- Set exercise -
Count how many lines in the data below contain the string "leaf", and reply with only that number.

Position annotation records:
────────

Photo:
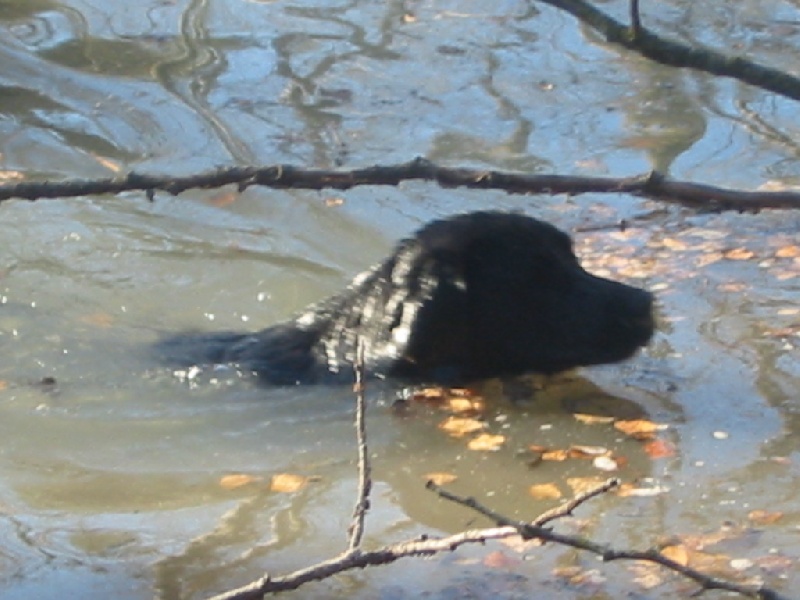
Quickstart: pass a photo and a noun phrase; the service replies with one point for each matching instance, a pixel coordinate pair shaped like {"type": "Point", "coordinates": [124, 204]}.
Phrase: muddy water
{"type": "Point", "coordinates": [110, 465]}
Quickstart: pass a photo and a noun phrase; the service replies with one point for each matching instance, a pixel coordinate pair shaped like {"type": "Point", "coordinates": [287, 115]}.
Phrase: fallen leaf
{"type": "Point", "coordinates": [763, 517]}
{"type": "Point", "coordinates": [441, 478]}
{"type": "Point", "coordinates": [486, 442]}
{"type": "Point", "coordinates": [461, 426]}
{"type": "Point", "coordinates": [287, 482]}
{"type": "Point", "coordinates": [658, 448]}
{"type": "Point", "coordinates": [592, 419]}
{"type": "Point", "coordinates": [640, 429]}
{"type": "Point", "coordinates": [775, 564]}
{"type": "Point", "coordinates": [580, 485]}
{"type": "Point", "coordinates": [545, 491]}
{"type": "Point", "coordinates": [223, 198]}
{"type": "Point", "coordinates": [733, 287]}
{"type": "Point", "coordinates": [629, 490]}
{"type": "Point", "coordinates": [707, 259]}
{"type": "Point", "coordinates": [499, 560]}
{"type": "Point", "coordinates": [538, 448]}
{"type": "Point", "coordinates": [791, 251]}
{"type": "Point", "coordinates": [587, 451]}
{"type": "Point", "coordinates": [674, 244]}
{"type": "Point", "coordinates": [739, 254]}
{"type": "Point", "coordinates": [556, 455]}
{"type": "Point", "coordinates": [605, 463]}
{"type": "Point", "coordinates": [741, 564]}
{"type": "Point", "coordinates": [237, 480]}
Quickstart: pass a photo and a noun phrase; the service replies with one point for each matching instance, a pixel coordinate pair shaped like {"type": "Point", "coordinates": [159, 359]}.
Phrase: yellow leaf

────────

- Completed task -
2